Here, we quote those results simplified in two
essential ways. First, we drop all terms corresponding to non-zero
eigenvalue harmonics on the Calabi-Yau space. These terms will be of no
relevance to the low energy theory, since they correspond to heavy
Calabi-Yau modes which decouple at this order. Second, we write only
the one massless term that is related to the Calabi-Yau breathing
mode. This will be sufficient for all applications dealing only with the
universal moduli. Given these simplifications, the corrections are
explicitly 
\begin{align}
 \hat{b} &= -\frac{\sqrt{2}R_0}{3V_0^{2/3}}\a_{0}\, (|x^{11}|-\p\r /2)
    \label{corra} \\
 \hat{\g} &= \frac{2\sqrt{2}R_0}{3V_0^{2/3}}\a_{0}\, (|x^{11}|-\p\r /2)
    \label{corrb} \\
 h_{AB} &= \frac{\sqrt{2}R_0}{3V_0^{2/3}}\a_{0}\, (|x^{11}|-\p\r
    /2)\O_{AB}
    \label{corrc} \\
 G_{ABCD} &= \frac{1}{6}\a_{0}\,{\e_{ABCD}}^{EF}\,\o_{EF}\,\e (x^{11})
    \label{corrd} \\
 G_{ABC11} &= 0 
    \label{corre} 
\end{align}
with
\begin{equation}
\begin{aligned}
 \a_{0} &= -\frac{1}{8\sqrt{2}\p v}\left(\frac{\k}{4\p}\right)^{2/3}\int_X
      \o\wedge\tr R^{(\O )}\wedge R^{(\O )}\; , \\
 v &= \int_X\sqrt{\O}\; .\label{alpha}
\end{aligned}
\end{equation}
Here $\e (x^{11})$ is the step function which is $+1$ ($-1$) for $x^{11}$
positive (negative).

..............................

**REQUIREMENTS**
Carry on the physics passage about Calabi-Yau corrections, picking up right after its last sentence.

[Items drawn from a data source]
..............................

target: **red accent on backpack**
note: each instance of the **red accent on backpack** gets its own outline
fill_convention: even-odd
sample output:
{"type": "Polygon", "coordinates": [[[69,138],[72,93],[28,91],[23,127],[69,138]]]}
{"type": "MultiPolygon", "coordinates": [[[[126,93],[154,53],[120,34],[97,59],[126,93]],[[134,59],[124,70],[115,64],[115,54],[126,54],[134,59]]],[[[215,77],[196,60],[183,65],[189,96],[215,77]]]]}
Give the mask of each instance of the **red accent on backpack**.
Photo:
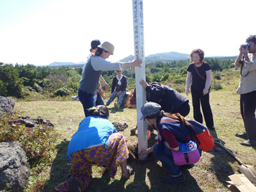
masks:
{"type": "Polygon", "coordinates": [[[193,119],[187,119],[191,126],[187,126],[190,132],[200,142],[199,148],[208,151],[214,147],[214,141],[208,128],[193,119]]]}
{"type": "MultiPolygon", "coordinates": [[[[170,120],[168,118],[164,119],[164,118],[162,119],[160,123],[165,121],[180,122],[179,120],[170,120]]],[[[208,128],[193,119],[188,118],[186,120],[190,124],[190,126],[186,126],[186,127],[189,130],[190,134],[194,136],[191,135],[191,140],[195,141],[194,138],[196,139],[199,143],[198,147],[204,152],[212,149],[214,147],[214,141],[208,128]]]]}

..............................

**EXERCISE RESULT**
Note that, by dropping the massive modes, these expressions take
a very simple form representing a linear increase of the corrections along
the orbifold. Even more significantly, and unlike the exact solution
including the heavy modes, the above approximation leads to a corrected metric
$\O_{AB}+h_{AB}$ that is still of Calabi-Yau type  at each point on the 
$S^1/Z_2$ orbifold. The Calabi-Yau volume (and, if all moduli are included,
also its shape), however, is continuously changing across the orbifold. More
generally, one can think of the internal part of the corrected metric as a
curve in the Calabi-Yau moduli space.

Returning to the D-brane perspective, one can view the above configuration as
the linearized solution for a collection of five-branes embedded in the
orbifold planes. The relation~\eqref{condition} fixes equal amounts of
five-brane charge, $\frac{1}{2}\tr R\w R$, on each orbifold fixed plane, where
the five-branes are confined to live. Since $\tr R\w R \in
H^{2,2}(X)$, we can associate a different five-brane charge for each
independent element of $H^{2,2}(X)$. The five-branes themselves are
associated with Poincar\'e dual cycles. Thus they span the non-compact
four-dimensional space together with a two-cycle in the Calabi-Yau space.
In particular, from the five-dimensional point of view, they are three-branes
localized on the orbifold planes. Witten's construction ensures that this
configuration of branes preserves one-eighth of the supersymmetry. Finally,
restricting to just the Calabi-Yau breathing modes corresponds to keeping only
the five-brane which spans the holomorphic two-cycle in the
Calabi-Yau three--fold defined by the K\"ahler form.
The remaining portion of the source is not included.